Dataset rows on where objects appear:
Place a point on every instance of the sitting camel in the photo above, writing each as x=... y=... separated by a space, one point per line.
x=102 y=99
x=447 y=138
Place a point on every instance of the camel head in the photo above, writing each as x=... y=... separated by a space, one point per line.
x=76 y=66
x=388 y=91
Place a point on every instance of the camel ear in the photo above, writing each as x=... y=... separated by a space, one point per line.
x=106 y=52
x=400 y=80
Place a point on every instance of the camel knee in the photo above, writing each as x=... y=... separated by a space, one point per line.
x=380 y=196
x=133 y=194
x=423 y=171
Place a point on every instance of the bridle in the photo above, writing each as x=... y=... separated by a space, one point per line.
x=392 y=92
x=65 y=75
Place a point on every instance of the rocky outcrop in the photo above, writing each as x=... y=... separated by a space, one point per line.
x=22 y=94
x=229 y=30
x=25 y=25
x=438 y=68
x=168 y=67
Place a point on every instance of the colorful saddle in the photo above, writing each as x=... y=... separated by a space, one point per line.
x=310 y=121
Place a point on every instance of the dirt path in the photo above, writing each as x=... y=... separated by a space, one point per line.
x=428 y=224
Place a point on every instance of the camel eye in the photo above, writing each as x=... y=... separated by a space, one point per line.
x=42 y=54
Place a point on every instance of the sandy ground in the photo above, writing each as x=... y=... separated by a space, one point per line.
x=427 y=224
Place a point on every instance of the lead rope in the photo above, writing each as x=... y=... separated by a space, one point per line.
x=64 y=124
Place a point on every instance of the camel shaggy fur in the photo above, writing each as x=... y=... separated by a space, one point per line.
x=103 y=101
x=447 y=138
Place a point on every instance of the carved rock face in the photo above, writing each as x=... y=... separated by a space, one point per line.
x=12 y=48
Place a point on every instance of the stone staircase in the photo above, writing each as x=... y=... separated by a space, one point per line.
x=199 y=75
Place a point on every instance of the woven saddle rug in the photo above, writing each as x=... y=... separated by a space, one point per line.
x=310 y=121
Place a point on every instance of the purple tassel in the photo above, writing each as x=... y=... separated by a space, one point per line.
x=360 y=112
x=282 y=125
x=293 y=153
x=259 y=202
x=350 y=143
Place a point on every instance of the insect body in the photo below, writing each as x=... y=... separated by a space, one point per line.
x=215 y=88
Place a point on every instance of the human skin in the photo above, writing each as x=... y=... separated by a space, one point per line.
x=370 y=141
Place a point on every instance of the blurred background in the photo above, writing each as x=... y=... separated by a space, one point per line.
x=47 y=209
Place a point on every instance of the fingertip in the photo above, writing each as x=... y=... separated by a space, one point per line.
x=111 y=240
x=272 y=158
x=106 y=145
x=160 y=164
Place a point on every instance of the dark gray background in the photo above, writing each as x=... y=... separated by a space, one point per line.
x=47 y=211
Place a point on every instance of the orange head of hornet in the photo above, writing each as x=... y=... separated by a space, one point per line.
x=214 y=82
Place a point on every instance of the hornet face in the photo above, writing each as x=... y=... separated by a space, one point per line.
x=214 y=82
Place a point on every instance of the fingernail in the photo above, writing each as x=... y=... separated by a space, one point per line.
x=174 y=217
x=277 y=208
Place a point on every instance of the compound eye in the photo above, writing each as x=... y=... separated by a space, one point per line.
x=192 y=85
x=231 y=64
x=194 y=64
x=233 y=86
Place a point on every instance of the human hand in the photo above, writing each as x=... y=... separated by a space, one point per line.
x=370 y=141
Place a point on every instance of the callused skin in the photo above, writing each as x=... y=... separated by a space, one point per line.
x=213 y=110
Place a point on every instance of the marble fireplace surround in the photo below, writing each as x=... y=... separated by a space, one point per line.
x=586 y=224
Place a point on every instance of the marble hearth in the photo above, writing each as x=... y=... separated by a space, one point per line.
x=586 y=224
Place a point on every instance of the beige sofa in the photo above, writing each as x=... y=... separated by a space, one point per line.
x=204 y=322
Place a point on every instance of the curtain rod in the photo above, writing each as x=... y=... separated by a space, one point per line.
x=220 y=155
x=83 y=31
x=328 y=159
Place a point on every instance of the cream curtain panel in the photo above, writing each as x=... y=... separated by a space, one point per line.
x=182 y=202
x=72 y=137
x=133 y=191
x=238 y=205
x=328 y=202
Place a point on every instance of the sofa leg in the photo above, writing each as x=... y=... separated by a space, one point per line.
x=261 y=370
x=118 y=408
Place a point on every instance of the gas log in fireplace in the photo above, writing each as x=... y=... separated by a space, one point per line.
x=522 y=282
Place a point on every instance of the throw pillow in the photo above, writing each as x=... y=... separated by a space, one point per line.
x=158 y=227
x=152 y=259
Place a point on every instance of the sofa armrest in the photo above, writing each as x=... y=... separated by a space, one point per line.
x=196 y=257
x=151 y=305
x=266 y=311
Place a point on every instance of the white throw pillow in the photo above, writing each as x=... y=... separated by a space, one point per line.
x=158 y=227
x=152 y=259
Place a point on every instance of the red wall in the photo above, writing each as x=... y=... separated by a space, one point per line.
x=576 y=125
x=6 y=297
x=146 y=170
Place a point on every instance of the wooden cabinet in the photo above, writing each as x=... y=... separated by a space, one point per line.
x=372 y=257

What the task asks: Only the lines from the one containing "Place a point on every instance of the cream" to the end of the data should be printed, exactly as they stand.

Exercise answer:
Place a point on every instance of the cream curtain panel in the photo above, writing each as x=... y=... separated by a space, one point per line.
x=182 y=202
x=72 y=137
x=133 y=191
x=238 y=205
x=328 y=202
Place a point on every instance of the sofa leg in the photo above, writing each as x=... y=... separated by a space, one point per line.
x=261 y=370
x=118 y=408
Place a point on every instance of the gas log in fireplace in the photo above, writing each as x=... y=... separated by a space, one point per line.
x=522 y=282
Place a point on every instance of the throw pillow in the photo above, writing each as x=... y=... separated by a space, one point per line.
x=158 y=227
x=152 y=259
Place a point on every instance of the sofa armrest in the photo above, writing each as x=... y=... separated by a space, one point per line.
x=196 y=257
x=151 y=305
x=266 y=311
Place a point on every instance of the white throw pillow in the photo above, writing each as x=... y=... separated by a space, one point per line.
x=158 y=227
x=152 y=259
Place a point on every instance of the red wall in the photo above, writing each as x=... y=... separated by a space, one point per line.
x=576 y=125
x=6 y=297
x=146 y=170
Place a point on every instance of the wooden cabinet in the photo above, writing each as x=... y=... separated by a space, one point per line.
x=372 y=257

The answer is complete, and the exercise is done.